▶ _To be done_:
**1)** In the anti-extremism article below, reproduce everything from "Ggraffiti on a" down to "efficient and effective.", substituting "patchwork" for "hodgepodge".
**2)** Pick up the article on anti-extremism investments at its final sentence and carry it forward.

▶ _Extract_:
# # # #
Getting a Better Return on Anti-Extremism Investments

New bipartisan legislation would unify efforts to aid fragile states.

Ggraffiti on a barrier wall of the Ministry of Women's Affairs to mark International Women's Day, in Kabul, Afghanistan on March 8
AP Photo/Rahmat Gul
April 23, 2019, 8 p.m.

Since 9/11, the United States has spent more than $5.9 trillion on anti-terror operations around the globe. Meanwhile, a hodgepodge of government agencies have poured millions of dollars more into various post-conflict stabilization efforts in the Middle East and Africa meant to combat extremism before it manifests itself as terrorism. New legislation would bring them under a single framework, a high-level policy change that supporters said will make aid programs more efficient and effective.
# # # #
[Coordinate annotation records]

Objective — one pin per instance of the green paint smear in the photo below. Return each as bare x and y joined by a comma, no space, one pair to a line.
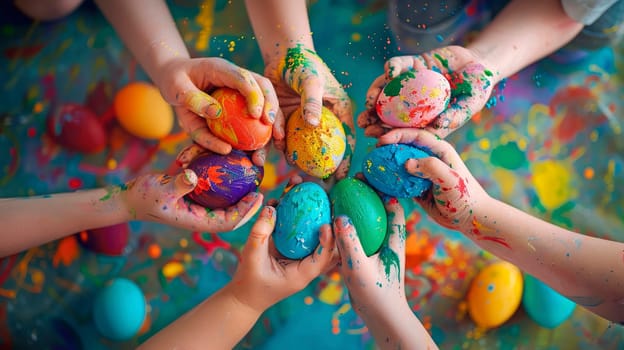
389,258
297,57
508,156
393,88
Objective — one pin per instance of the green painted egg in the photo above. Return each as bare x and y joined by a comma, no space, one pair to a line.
355,199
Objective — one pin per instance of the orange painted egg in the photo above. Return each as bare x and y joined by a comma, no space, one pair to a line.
235,125
317,150
142,111
495,294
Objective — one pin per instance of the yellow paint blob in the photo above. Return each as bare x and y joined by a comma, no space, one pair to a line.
495,294
143,112
552,183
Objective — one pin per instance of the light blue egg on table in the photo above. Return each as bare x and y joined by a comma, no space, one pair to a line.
119,309
300,214
545,305
384,169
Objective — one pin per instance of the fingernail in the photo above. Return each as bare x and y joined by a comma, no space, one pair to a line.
190,178
213,111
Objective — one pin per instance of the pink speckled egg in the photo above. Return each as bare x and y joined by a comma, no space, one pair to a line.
413,99
223,180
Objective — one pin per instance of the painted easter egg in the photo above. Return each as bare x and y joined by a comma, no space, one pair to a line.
355,199
119,309
413,98
316,150
77,128
300,214
494,294
384,169
545,305
223,180
108,240
235,125
142,111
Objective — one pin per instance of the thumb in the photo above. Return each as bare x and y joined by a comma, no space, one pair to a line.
312,100
185,182
257,245
200,102
349,245
430,168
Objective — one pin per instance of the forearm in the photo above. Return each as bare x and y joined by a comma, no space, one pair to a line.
148,30
279,25
398,329
220,322
578,266
524,32
31,221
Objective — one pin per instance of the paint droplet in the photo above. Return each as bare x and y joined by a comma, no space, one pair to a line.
183,242
154,251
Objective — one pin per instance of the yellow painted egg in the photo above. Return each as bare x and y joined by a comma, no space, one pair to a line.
495,294
143,112
316,150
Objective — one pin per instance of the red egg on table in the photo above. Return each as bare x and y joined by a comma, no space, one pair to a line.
223,180
108,240
77,128
235,125
413,99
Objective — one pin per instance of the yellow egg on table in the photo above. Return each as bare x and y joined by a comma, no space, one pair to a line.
142,111
495,294
317,150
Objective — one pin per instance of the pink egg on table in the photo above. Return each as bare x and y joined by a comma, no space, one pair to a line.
76,127
413,99
108,240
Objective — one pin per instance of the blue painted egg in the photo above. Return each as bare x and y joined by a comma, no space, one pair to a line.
300,214
384,169
223,180
119,309
545,305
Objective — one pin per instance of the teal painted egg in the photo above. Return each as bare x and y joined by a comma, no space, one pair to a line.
355,199
384,169
545,305
119,309
300,214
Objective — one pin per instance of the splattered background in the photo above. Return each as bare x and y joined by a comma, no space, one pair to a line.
551,146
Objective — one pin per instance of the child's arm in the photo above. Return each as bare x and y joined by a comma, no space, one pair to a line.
31,221
260,281
586,269
148,29
376,284
300,76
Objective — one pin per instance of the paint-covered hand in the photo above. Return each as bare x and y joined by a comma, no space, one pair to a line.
471,86
262,279
185,83
455,196
303,80
375,283
160,198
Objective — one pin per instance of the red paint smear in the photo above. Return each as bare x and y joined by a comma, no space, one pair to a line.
8,266
210,246
74,183
23,52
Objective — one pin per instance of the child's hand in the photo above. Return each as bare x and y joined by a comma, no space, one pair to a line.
185,83
471,86
377,278
302,79
262,280
454,197
160,198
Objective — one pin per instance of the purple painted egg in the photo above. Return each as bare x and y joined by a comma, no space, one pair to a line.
108,240
222,180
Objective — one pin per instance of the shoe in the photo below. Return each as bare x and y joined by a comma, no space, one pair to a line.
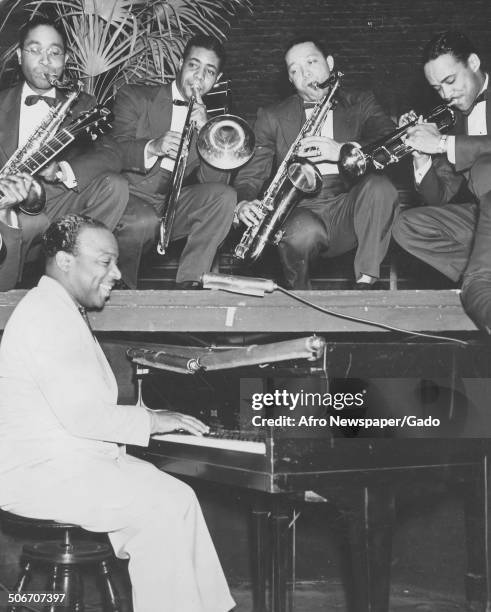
189,285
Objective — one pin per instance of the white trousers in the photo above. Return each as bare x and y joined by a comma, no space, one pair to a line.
152,518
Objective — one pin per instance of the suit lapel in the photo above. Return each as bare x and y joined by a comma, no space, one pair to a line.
9,119
292,119
160,112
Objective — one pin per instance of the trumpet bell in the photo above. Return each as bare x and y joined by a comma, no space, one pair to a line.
226,142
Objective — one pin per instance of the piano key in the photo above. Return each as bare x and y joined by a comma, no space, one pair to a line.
244,446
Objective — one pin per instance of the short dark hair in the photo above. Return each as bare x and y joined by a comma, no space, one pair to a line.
63,233
207,42
453,42
40,20
299,40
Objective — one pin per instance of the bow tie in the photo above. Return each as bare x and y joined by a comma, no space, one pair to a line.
482,97
31,100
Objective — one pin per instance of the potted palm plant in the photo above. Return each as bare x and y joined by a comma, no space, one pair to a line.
112,42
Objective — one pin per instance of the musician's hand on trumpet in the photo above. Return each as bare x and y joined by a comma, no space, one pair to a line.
319,149
420,157
51,172
14,189
165,146
249,212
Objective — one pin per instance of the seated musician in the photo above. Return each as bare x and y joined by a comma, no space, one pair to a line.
339,218
148,124
452,233
61,431
84,178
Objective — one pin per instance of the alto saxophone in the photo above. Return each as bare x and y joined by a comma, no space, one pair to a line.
294,178
27,158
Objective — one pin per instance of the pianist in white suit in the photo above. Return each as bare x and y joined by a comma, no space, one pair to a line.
61,432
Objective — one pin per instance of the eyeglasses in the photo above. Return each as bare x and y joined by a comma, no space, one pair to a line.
52,52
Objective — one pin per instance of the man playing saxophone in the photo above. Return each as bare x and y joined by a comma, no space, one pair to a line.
452,231
148,124
339,218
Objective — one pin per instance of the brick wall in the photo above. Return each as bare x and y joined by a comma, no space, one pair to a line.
376,43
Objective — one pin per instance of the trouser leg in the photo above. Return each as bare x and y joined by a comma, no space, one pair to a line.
365,219
332,226
105,199
151,518
135,233
441,236
205,213
305,237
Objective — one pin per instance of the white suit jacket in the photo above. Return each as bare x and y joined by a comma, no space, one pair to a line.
58,396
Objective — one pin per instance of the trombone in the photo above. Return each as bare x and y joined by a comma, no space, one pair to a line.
225,142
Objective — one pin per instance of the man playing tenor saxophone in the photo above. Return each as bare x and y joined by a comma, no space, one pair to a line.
87,181
339,218
148,124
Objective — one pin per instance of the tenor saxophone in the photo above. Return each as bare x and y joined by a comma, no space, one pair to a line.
294,178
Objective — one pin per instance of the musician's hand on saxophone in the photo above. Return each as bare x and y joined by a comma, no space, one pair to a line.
249,212
165,146
14,189
51,173
319,148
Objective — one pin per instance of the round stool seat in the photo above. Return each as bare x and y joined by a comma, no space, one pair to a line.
63,554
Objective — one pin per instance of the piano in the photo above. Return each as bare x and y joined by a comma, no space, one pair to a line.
360,477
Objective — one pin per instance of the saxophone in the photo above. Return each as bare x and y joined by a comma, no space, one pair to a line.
28,157
294,178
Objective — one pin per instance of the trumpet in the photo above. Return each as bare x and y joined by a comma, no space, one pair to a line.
225,142
354,160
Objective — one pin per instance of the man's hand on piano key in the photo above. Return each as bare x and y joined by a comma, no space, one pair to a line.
164,421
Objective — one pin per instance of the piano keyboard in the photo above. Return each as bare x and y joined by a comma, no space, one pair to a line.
222,439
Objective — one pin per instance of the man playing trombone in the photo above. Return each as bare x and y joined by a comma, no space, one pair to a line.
148,126
452,232
339,218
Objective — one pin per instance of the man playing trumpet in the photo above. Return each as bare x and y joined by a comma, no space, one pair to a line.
148,124
340,217
452,232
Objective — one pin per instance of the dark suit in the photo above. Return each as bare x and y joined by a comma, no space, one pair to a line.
339,218
205,210
100,191
455,238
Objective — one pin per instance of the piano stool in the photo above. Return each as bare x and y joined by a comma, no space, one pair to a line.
63,558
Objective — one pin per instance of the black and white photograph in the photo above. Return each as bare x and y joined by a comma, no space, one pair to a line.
245,306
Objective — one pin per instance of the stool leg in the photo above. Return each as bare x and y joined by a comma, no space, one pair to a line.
66,579
22,582
110,594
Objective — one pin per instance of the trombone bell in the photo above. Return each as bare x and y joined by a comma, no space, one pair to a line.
226,142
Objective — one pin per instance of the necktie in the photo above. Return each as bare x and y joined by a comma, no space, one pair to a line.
83,312
31,100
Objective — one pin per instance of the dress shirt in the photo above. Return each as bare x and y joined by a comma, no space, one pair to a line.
177,125
476,126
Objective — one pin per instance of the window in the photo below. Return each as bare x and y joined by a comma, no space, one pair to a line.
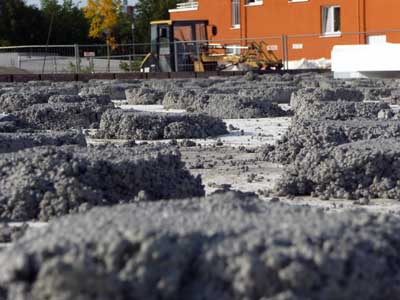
233,49
330,20
254,2
236,13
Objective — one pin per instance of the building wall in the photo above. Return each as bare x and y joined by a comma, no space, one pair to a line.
301,21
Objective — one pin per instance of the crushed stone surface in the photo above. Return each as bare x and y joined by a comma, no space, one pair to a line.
224,247
46,182
120,124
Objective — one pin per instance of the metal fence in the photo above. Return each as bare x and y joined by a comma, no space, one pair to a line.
291,49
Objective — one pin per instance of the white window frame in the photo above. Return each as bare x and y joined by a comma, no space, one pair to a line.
254,2
328,17
235,13
234,49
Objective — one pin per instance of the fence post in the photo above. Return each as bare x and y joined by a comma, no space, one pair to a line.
283,51
198,56
287,52
176,57
77,59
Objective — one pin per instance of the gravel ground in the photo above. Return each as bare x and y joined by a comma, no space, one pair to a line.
277,239
43,183
120,124
224,247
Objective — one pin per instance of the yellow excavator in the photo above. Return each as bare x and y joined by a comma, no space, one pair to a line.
183,46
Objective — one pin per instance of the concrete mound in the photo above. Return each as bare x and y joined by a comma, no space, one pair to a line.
325,95
11,102
225,106
182,99
305,134
225,247
9,234
119,124
10,123
42,183
236,107
12,142
94,99
363,169
62,116
145,96
340,110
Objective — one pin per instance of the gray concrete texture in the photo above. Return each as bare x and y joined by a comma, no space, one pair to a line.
224,247
120,124
46,182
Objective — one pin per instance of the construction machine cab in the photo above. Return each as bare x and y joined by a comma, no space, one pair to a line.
177,46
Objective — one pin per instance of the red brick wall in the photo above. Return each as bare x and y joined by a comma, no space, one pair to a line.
277,17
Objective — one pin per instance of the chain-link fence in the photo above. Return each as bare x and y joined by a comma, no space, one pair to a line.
184,55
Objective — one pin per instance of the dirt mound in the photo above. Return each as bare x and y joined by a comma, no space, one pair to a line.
10,123
307,95
62,116
119,124
368,168
11,142
12,102
41,183
305,134
144,96
94,99
225,247
225,106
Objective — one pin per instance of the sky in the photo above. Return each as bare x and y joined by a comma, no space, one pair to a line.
82,2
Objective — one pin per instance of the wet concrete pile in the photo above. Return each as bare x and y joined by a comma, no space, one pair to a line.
305,134
144,96
62,116
333,147
120,124
12,102
364,169
10,123
224,247
47,182
10,234
93,99
334,104
114,89
222,105
12,142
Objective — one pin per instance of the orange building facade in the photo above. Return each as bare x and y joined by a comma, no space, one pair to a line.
299,28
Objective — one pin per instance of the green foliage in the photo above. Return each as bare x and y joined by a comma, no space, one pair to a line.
135,65
150,10
70,25
20,24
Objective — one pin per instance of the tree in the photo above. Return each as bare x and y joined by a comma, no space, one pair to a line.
20,23
103,18
70,25
150,10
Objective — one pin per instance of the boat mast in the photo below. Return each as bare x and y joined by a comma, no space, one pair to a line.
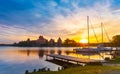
88,29
102,32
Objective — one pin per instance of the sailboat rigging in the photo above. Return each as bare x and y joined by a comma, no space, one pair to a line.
99,48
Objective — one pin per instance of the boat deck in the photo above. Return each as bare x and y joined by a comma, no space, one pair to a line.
74,59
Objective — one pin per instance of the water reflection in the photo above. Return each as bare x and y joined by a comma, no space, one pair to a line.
18,60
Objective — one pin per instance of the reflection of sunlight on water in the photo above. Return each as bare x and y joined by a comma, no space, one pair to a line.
21,59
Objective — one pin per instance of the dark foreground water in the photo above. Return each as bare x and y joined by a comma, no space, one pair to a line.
15,60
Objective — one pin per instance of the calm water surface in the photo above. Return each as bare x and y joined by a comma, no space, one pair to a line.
15,60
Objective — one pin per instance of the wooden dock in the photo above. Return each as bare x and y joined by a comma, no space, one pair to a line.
73,59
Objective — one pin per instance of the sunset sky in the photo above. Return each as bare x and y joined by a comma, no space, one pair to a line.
20,19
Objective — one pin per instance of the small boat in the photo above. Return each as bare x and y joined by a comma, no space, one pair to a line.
97,49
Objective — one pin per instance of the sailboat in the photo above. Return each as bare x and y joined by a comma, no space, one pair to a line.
99,48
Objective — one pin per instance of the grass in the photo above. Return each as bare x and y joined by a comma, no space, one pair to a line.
86,70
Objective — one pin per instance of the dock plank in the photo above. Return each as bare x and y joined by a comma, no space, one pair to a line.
75,59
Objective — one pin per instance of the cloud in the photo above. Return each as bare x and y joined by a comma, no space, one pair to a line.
53,19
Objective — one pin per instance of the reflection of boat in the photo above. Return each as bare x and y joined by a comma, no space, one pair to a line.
99,48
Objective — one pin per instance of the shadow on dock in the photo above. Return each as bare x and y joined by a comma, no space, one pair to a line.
64,64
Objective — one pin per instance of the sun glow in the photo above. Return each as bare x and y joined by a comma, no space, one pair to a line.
83,41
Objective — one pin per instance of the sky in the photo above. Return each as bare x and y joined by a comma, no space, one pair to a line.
22,19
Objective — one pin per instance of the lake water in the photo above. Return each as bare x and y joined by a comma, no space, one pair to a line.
16,60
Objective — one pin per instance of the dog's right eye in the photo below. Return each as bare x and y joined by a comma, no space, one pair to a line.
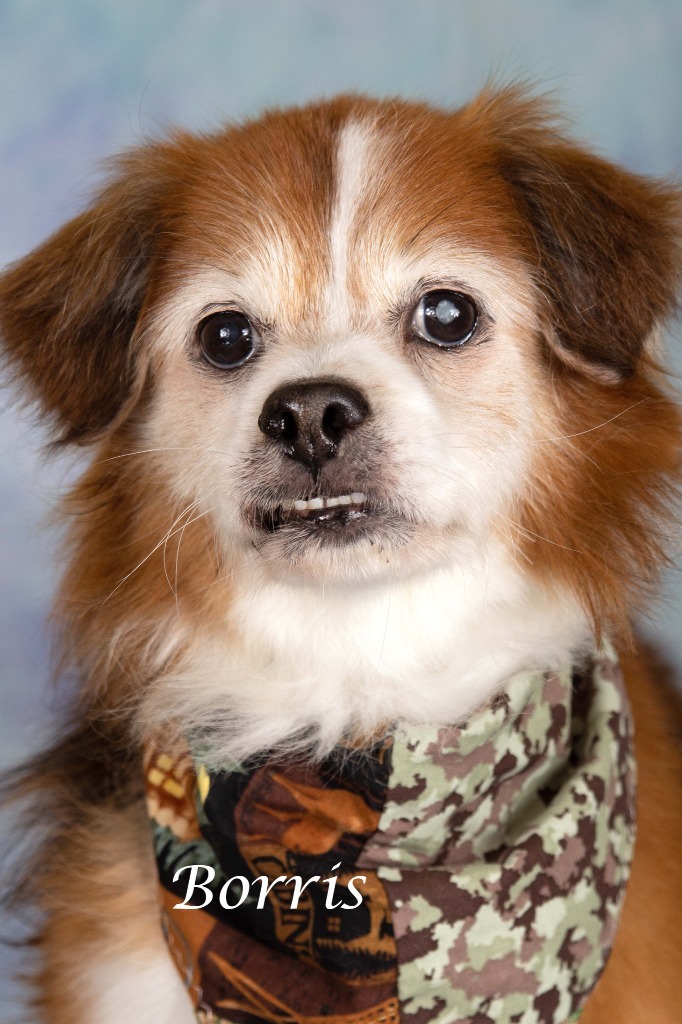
226,339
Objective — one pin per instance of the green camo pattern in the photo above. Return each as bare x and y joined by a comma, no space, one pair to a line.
505,848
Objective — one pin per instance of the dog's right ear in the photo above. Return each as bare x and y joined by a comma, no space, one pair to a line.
69,310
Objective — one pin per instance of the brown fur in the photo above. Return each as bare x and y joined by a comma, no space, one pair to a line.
601,248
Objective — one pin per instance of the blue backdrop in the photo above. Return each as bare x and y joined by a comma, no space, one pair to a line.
80,79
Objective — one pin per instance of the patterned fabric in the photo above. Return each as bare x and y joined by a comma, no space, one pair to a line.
494,855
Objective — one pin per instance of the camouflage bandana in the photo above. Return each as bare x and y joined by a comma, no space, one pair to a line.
493,859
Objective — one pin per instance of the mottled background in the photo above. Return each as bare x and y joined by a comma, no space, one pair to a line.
80,79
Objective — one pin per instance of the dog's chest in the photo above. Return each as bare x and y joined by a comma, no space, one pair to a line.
446,875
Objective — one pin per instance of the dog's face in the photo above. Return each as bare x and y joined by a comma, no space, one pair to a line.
347,368
364,340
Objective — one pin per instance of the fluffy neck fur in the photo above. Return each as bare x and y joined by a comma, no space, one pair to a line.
307,667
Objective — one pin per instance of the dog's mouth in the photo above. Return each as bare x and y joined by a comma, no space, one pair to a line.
318,513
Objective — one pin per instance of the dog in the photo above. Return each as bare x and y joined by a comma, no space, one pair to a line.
381,455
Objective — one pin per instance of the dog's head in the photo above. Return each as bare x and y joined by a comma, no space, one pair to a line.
361,340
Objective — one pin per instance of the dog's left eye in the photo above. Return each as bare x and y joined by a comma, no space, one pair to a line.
226,339
445,318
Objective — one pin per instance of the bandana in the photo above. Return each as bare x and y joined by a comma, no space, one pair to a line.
482,866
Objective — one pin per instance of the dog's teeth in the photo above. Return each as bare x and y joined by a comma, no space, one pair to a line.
300,505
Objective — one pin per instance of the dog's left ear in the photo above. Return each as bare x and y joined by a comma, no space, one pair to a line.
604,243
69,310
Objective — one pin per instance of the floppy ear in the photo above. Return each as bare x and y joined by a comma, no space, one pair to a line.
68,310
604,244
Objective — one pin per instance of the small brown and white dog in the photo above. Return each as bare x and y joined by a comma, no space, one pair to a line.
376,421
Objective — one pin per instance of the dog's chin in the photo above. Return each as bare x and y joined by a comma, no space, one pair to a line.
360,542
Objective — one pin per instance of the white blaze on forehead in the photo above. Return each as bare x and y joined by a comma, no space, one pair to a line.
353,172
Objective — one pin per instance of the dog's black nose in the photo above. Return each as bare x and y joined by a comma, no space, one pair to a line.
308,419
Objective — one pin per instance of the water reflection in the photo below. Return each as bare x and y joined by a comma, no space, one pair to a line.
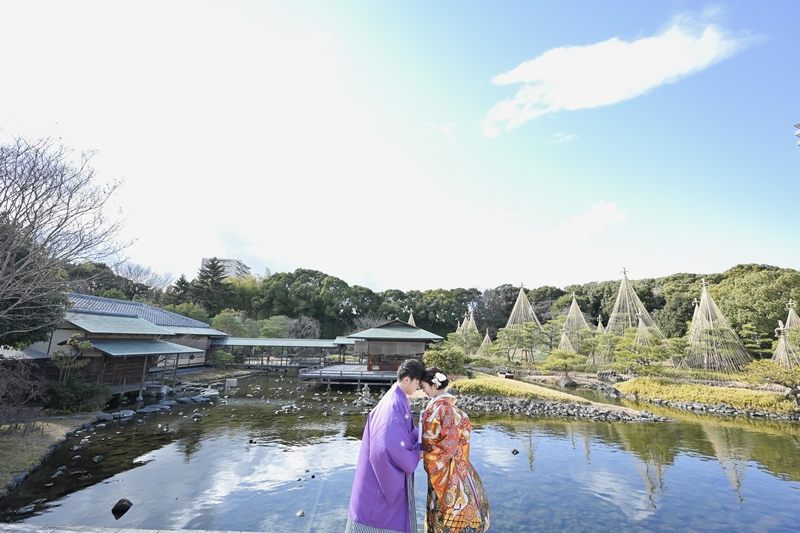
# # # #
▶ _Answers to the exercise_:
**1)**
Ggraffiti on a barrier wall of the Ministry of Women's Affairs to mark International Women's Day, in Kabul, Afghanistan on March 8
AP Photo/Rahmat Gul
April 23, 2019, 8 p.m.

Since 9/11, the United States has spent more than $5.9 trillion on anti-terror operations around the globe. Meanwhile, a patchwork of government agencies have poured millions of dollars more into various post-conflict stabilization efforts in the Middle East and Africa meant to combat extremism before it manifests itself as terrorism. New legislation would bring them under a single framework, a high-level policy change that supporters said will make aid programs more efficient and effective.

**2)**
Under the proposed architecture, the State Department, the United States Agency for International Development, and the Defense Department would tag six “priority” regions that show early warnings of “violence, conflict, and fragility,” and implement 10-year plans for addressing the fragility in each. The effort is meant to address the root causes of violence and extremism, such as corruption, poverty, and poor governance.

“A key lesson from conflicts in fragile states is that they provide fertile recruiting ground for terrorists and transnational criminal organizations,” said Rep. Michael McCaul at a House Foreign Affairs Committee markup early this month while adding that the U.S. needs to do more “in terms of prevention.” The legislation passed through the committee on a voice vote.

The United States funds post-conflict state-building and stabilization efforts in Iraq, Afghanistan, and elsewhere through the State Department’s Relief and Recovery Fund. The House bill would dissolve that fund, transfer unobligated money to the new “Stabilization and Prevention Fund,” and authorize appropriators to send $200 million annually to the new account. The initiative would also receive $30 million per year from the State Department’s Complex Crises Fund.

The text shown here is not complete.